= Directions =
Which lines of the records below contain the string "carved"? Report each of them.

= Saved entries =

== Segment start ==

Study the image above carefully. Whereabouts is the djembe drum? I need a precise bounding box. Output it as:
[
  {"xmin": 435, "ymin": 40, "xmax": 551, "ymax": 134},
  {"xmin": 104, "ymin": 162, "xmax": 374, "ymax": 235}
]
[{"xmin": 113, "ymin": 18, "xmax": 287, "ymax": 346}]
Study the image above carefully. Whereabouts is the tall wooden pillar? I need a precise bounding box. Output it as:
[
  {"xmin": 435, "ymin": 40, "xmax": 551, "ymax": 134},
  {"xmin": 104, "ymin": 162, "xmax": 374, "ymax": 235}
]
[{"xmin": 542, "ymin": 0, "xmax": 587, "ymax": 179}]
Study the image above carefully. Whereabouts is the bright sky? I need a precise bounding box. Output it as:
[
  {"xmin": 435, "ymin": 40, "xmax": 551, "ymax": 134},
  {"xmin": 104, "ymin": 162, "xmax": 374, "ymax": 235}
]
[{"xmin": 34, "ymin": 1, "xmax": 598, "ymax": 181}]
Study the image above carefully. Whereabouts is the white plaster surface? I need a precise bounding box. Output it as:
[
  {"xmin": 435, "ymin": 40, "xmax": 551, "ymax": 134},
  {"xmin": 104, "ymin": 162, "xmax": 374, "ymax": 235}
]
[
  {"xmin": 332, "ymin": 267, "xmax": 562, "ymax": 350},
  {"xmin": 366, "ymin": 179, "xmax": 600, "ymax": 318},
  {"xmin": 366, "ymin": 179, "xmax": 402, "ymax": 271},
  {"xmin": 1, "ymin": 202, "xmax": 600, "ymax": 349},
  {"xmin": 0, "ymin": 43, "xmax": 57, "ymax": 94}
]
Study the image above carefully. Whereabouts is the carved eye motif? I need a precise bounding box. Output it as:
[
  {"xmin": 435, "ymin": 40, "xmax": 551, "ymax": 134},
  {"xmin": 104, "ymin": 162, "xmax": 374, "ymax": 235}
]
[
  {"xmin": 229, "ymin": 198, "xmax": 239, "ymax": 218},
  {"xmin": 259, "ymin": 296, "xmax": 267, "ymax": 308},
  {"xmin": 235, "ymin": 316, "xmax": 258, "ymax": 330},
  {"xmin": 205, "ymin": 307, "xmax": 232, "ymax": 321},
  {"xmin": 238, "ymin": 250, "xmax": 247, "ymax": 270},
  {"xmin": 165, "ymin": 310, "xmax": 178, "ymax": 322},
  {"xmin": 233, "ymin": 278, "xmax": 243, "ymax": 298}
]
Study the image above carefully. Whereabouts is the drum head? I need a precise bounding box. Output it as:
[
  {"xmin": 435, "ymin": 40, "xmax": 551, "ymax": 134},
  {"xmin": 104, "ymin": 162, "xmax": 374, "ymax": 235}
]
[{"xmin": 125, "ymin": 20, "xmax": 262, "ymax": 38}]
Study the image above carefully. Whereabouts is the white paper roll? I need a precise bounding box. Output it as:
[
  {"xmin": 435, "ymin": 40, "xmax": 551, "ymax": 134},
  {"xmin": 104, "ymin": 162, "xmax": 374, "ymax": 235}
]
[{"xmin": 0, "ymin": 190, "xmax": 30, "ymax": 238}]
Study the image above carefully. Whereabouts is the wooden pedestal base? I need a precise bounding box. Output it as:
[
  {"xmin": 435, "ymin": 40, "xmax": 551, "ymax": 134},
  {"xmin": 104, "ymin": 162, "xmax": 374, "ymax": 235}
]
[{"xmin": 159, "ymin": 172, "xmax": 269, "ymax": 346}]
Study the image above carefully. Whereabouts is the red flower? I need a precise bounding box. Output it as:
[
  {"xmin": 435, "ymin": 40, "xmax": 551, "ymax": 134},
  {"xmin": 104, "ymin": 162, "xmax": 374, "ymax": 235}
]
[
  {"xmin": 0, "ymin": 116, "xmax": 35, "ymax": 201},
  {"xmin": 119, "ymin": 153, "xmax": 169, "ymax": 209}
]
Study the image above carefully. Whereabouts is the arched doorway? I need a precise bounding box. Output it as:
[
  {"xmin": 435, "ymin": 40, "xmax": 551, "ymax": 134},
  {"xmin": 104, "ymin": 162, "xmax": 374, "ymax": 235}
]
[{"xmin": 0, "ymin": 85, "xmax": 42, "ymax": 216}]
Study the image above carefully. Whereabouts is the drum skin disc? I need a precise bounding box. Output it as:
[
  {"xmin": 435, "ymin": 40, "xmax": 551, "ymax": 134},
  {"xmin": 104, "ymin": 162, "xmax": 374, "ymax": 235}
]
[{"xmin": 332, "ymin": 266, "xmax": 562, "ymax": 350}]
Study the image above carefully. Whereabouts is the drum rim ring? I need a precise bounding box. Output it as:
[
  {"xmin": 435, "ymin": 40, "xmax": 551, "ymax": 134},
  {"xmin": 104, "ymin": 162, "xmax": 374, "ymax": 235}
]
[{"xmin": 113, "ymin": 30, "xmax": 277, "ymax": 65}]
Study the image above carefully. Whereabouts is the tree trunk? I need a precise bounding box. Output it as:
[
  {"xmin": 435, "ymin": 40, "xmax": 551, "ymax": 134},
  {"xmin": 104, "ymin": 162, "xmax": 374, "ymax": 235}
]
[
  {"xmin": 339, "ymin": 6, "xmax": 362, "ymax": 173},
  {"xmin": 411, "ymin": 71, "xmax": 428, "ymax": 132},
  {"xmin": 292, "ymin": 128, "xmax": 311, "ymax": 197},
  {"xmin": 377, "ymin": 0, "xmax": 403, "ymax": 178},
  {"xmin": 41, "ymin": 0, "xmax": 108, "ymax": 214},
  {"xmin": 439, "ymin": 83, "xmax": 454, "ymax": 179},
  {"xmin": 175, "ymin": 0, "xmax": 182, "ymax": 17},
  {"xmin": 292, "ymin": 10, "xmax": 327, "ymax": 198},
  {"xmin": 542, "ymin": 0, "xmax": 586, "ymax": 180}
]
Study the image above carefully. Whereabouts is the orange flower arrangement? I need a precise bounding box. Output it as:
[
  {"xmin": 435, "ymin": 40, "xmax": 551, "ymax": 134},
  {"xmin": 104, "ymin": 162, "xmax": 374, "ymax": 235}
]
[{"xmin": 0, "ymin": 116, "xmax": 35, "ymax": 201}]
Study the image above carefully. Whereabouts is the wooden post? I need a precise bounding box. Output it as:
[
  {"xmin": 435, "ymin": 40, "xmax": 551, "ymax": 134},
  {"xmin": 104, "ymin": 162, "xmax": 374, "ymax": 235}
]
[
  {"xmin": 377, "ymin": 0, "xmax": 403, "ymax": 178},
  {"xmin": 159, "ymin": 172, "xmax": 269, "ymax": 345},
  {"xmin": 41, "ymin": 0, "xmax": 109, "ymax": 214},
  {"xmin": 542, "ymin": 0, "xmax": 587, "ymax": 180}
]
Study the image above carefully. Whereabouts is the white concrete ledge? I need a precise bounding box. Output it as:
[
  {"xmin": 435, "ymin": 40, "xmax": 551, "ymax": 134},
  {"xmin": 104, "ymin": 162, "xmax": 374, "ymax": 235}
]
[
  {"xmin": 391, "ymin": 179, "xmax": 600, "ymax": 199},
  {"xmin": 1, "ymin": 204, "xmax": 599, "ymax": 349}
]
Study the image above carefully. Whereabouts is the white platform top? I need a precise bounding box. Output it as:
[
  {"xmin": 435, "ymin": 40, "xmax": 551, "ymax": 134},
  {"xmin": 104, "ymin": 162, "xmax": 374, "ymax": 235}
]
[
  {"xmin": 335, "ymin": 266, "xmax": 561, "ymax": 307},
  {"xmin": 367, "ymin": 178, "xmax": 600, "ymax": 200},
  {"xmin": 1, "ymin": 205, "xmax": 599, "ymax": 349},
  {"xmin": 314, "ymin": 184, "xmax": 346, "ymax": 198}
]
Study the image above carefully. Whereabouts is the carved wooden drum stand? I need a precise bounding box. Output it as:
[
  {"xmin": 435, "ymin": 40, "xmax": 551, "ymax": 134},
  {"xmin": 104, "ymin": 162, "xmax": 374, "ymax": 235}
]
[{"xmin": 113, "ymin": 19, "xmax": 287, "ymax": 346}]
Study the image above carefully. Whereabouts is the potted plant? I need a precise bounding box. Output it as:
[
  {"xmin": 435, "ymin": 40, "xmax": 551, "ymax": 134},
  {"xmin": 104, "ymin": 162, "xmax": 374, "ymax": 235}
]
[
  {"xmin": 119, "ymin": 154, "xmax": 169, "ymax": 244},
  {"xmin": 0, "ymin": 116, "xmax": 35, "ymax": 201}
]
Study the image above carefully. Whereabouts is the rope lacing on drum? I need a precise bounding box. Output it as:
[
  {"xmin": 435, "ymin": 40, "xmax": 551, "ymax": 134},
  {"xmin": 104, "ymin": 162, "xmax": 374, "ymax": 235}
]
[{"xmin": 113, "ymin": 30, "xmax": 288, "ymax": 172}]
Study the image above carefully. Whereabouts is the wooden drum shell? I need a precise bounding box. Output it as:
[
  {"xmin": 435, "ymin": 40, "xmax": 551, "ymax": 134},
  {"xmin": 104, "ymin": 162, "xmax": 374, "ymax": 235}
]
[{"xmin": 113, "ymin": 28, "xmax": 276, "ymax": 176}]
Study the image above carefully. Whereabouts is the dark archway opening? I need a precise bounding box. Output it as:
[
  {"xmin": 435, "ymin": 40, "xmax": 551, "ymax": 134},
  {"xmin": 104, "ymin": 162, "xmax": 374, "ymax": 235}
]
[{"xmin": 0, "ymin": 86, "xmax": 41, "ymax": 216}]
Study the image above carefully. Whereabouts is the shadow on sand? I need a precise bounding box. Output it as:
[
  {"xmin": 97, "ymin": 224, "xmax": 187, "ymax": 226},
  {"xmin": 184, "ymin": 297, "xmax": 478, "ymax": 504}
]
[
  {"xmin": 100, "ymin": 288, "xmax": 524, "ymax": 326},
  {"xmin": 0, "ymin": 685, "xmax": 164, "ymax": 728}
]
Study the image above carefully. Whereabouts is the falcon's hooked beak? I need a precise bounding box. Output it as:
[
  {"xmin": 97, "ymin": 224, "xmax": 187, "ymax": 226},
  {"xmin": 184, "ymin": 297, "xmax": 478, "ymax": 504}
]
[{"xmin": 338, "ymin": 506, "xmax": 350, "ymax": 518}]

== Segment end ==

= Written answer =
Study the image above carefully. Whereabouts is the carved eye motif? I need a precise bounding box. Output it as:
Study the image above carefully. Whereabouts is the carved wooden drum stand? I need a precise bounding box. Output it as:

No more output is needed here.